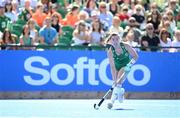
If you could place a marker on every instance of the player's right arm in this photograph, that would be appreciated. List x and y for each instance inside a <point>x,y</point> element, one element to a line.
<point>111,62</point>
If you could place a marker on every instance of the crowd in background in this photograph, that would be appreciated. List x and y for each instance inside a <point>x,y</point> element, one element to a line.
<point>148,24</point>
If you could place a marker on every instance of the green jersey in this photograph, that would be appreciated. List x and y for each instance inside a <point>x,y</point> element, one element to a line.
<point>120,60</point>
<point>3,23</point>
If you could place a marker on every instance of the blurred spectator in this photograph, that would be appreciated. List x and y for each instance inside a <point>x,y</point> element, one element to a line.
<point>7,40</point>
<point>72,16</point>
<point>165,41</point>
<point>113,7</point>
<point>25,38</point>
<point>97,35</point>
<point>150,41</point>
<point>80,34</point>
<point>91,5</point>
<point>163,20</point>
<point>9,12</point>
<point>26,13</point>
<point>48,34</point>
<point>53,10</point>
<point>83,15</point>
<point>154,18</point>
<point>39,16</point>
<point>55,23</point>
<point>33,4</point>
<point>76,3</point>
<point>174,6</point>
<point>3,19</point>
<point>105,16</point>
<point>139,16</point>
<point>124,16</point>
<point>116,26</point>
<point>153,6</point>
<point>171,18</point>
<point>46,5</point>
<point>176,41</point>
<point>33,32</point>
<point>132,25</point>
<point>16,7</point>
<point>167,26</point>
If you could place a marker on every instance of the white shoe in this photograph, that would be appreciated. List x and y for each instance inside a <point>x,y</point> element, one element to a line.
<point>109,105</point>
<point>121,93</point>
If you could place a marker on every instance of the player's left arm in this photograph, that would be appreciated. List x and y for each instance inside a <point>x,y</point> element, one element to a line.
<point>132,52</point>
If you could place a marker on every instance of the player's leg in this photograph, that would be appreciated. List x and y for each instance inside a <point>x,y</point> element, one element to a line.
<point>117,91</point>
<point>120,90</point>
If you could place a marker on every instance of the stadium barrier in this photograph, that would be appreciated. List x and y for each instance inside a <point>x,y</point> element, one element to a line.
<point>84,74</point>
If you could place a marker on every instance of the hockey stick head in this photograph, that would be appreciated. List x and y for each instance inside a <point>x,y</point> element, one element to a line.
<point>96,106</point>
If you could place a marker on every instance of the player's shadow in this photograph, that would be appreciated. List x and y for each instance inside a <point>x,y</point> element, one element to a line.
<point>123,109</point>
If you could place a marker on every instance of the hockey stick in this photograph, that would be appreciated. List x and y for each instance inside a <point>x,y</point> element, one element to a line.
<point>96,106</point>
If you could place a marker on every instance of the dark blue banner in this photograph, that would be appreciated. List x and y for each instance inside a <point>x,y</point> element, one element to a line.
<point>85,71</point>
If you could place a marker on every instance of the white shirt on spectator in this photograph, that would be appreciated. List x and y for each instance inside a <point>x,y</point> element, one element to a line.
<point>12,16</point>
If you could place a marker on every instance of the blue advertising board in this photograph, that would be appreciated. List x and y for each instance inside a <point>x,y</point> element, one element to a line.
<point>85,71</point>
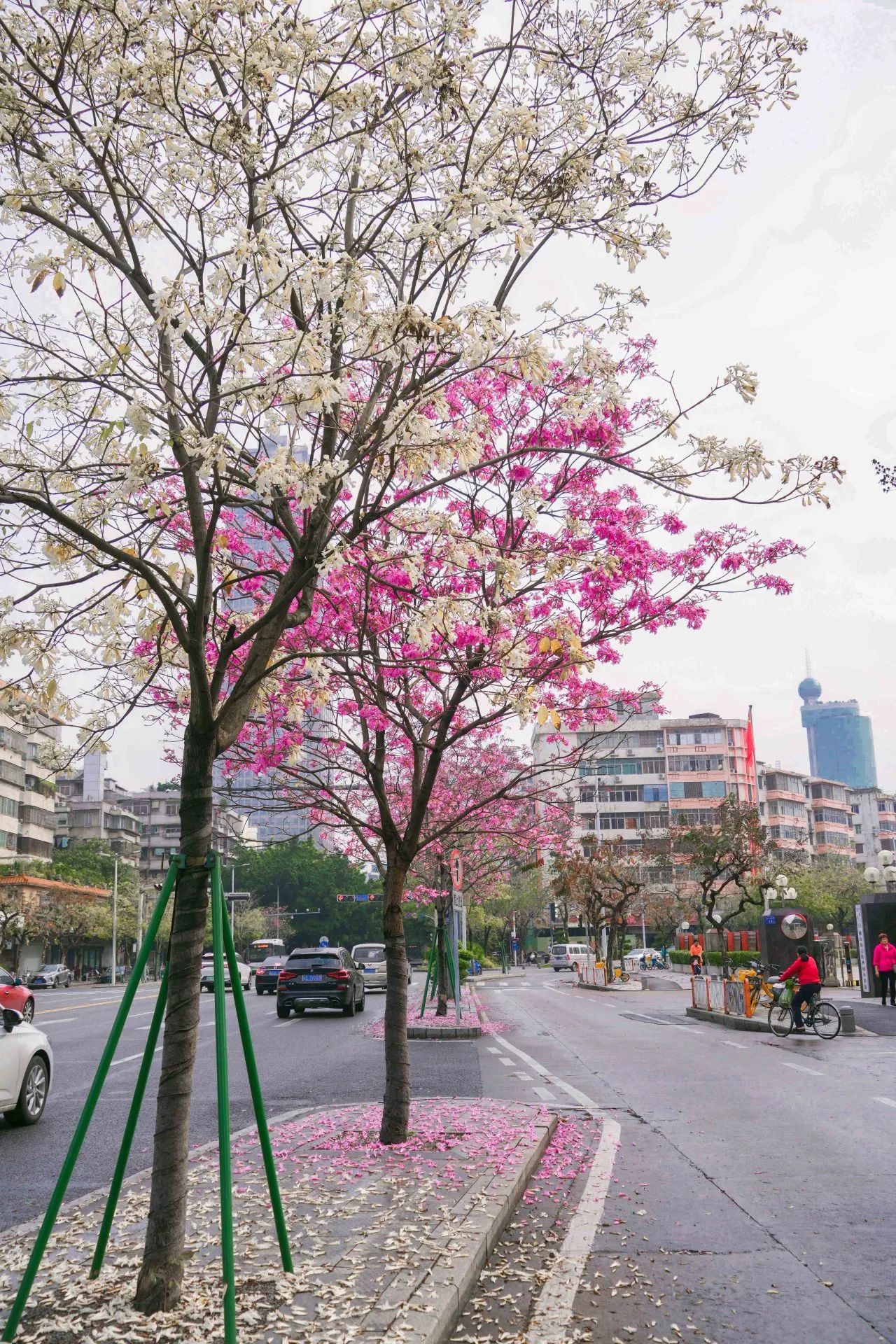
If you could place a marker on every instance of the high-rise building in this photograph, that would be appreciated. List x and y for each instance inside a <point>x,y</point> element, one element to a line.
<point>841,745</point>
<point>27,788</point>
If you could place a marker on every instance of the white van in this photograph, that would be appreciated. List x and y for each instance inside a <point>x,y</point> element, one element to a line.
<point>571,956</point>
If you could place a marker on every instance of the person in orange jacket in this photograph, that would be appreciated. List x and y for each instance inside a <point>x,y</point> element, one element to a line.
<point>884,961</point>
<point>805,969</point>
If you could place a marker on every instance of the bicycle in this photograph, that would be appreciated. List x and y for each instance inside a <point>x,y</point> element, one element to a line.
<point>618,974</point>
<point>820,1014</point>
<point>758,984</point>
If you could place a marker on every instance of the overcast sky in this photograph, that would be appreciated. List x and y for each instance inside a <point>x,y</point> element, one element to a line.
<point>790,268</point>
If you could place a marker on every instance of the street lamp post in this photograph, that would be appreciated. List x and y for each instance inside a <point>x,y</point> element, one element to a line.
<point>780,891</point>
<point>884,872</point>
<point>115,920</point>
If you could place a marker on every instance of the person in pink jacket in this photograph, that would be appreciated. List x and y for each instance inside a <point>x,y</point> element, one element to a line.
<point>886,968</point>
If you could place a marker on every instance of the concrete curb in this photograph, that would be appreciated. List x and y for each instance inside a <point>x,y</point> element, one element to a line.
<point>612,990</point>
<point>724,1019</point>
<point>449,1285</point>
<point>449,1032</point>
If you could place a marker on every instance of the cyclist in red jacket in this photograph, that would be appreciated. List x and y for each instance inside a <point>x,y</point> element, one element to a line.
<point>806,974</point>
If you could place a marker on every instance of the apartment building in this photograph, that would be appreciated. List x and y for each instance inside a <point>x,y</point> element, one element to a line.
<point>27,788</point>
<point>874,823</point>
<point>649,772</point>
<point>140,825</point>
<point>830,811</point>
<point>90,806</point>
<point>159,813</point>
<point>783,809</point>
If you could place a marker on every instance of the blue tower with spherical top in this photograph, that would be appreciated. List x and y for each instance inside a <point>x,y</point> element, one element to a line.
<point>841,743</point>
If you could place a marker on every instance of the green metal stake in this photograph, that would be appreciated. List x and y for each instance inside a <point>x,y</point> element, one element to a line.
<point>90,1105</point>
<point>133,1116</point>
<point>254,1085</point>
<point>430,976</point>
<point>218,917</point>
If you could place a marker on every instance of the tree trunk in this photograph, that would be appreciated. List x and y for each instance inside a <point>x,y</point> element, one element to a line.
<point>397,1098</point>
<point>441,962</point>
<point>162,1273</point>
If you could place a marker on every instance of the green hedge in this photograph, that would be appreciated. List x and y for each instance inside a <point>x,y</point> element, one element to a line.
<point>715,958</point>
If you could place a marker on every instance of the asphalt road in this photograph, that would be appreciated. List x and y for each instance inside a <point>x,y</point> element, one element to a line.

········

What the task asks:
Nothing but the records above, retyped exactly and stripped of images, should appear in the answer.

Solution:
If you could place a marker on every instance of the player's right arm in this photograph, that would be appreciated. List x and y for each instance inside a <point>x,y</point> element, one element to a line.
<point>111,62</point>
If you could place a marker on every instance of the crowd in background in this photograph, that would be appreciated. List x and y for each instance inside a <point>x,y</point> element, one element to a line.
<point>148,24</point>
If you could place a marker on every instance of the green jersey in this photograph, that would be appreciated. List x and y for each instance inside a <point>x,y</point> element, one element to a line.
<point>120,60</point>
<point>3,23</point>
If you could place a marker on every instance of the blurred spectator in this photograph, that would be appreciated. List x and y for each instance inside a <point>x,y</point> element, one element to a line.
<point>7,40</point>
<point>72,16</point>
<point>165,41</point>
<point>113,7</point>
<point>25,38</point>
<point>97,35</point>
<point>150,41</point>
<point>80,34</point>
<point>91,5</point>
<point>163,20</point>
<point>9,12</point>
<point>26,13</point>
<point>48,34</point>
<point>53,10</point>
<point>83,15</point>
<point>154,18</point>
<point>39,16</point>
<point>55,23</point>
<point>33,4</point>
<point>76,3</point>
<point>174,6</point>
<point>3,19</point>
<point>105,16</point>
<point>139,16</point>
<point>124,16</point>
<point>116,26</point>
<point>153,6</point>
<point>171,18</point>
<point>46,5</point>
<point>176,41</point>
<point>33,32</point>
<point>132,25</point>
<point>16,7</point>
<point>167,26</point>
If you could place a marker on every instance of the white shoe in this photograph, that would be appreciated. List x and y for each instance inside a <point>x,y</point> element, one element to a line.
<point>109,105</point>
<point>121,93</point>
If you could place a marker on every instance of the player's left arm in this photograph, that would be appreciated. List x and y for each instance inside a <point>x,y</point> element, one element to a line.
<point>132,52</point>
If you could place a marker on every instance of the player's leg in this photograph, that would be appreciated. List x and y for each instance inside a <point>x,y</point> element, one element to a line.
<point>117,91</point>
<point>120,90</point>
If you could place a marker on every instance of the stadium barrier in this photograph, that would be appreciated. List x and y for each instance inside a <point>x,y</point> element, one element to a line.
<point>84,74</point>
If you could place a marker on every instance of the hockey stick head in this photograph, that would be appreciated. List x and y for each instance inside a <point>x,y</point> element, one element to a line.
<point>96,106</point>
If you could place a marker on every instance of the player's shadow in this photograph, that would be appreciated. List x and y for each instance inside a <point>x,y</point> element, one element to a line.
<point>123,109</point>
If you could place a marker on every instance of the hockey stick in this photograph, that would be appreciated. List x and y for each instance inside a <point>x,y</point> element, one element to a line.
<point>96,106</point>
If you could place a marker on every instance of the dark blue banner in this photograph, that would be appreciated. List x and y for each instance inside a <point>x,y</point> element, one element to a line.
<point>85,71</point>
If you could place a marker on every instance of the white shirt on spectator in this photograph, that would be appreciated. List x and y for each instance inside a <point>x,y</point> element, one element to a line.
<point>12,16</point>
If you could place a marker on every instance of the blue advertising board in this photograph, that would be appreciated. List x and y for each instance inside a <point>x,y</point> element, one element to a line.
<point>85,71</point>
If you could place a marker on every instance of the high-rise building in this photograph, that would be appreciated. List x and y for each instance inside a <point>x,y</point> element, one element to a line.
<point>841,745</point>
<point>27,788</point>
If you could place a marker on every instance of the white van in this photograph, that would be appreciated. List x and y for each instance inside a <point>x,y</point> element, one element to a line.
<point>571,956</point>
If you could place a marker on every instance of the person in orange jacket in this photograph, that would be appreciated. List x and y for each instance inside a <point>x,y</point> element, one element to a line.
<point>884,961</point>
<point>805,969</point>
If you could place a marker on every instance of the bicycle in this photograph, that would be appreciated. List x and y for each instance inside a <point>x,y</point> element, one element to a line.
<point>618,974</point>
<point>820,1014</point>
<point>758,984</point>
If you could place a marker on every instance of the overcast sky in this photograph, that would be appreciated. List x and y for each instance inside a <point>x,y</point> element, one element to a line.
<point>790,268</point>
If you could place a marker on every instance of the street lamp post in this photograph, that would be appreciated. List x and y for each instance inside a <point>x,y</point> element, one element to a line.
<point>780,891</point>
<point>884,872</point>
<point>115,920</point>
If you could place a marker on every instance of the person in pink jacket in this photograph, that would be appreciated. List x and y for each instance inside a <point>x,y</point> element, one element to a line.
<point>886,968</point>
If you could place a marker on every instance of the concrete curb in this photograph, that would be appreciated. List x and y for each instance inside a <point>x,y</point> element, one element to a line.
<point>612,990</point>
<point>724,1019</point>
<point>449,1285</point>
<point>449,1032</point>
If you could place a marker on every instance of the cyclist in red jacket in this photograph, that would be appreciated. List x and y for each instance inside a <point>x,y</point> element, one element to a line.
<point>806,974</point>
If you could place a marker on every instance of the apartment building in this photograph, that would be appreciated. List x and y for each instance inside a <point>x,y</point> element, one element to a line.
<point>27,788</point>
<point>874,823</point>
<point>649,772</point>
<point>140,825</point>
<point>830,811</point>
<point>90,806</point>
<point>159,813</point>
<point>783,809</point>
If you could place a marker on every instance of the blue tower with spherical top in this photograph, that would be appreciated. List x and y for each instance inside a <point>x,y</point> element, one element to a line.
<point>841,743</point>
If you could place a marker on every instance of the green metal stake in this photograph, that would be appreciated. List x and y for each instance inside a <point>x,y</point> element, one element to a line.
<point>90,1105</point>
<point>133,1116</point>
<point>254,1085</point>
<point>430,976</point>
<point>218,917</point>
If you could place a marker on every instance of the tree trunk in this photograph, that would be appreciated. List x and y for each instance inside a <point>x,y</point> element, one element to a line.
<point>397,1098</point>
<point>441,962</point>
<point>162,1273</point>
If you could place a marker on every instance of the green hedge in this photograph, that would be appreciated. List x and y for each instance inside a <point>x,y</point> element, one element to a line.
<point>715,958</point>
If you could place a marker on every instance of the asphalt road in this photograph, that would be appreciated. List x and y for each instance inside a <point>x,y</point> element, one element to a line.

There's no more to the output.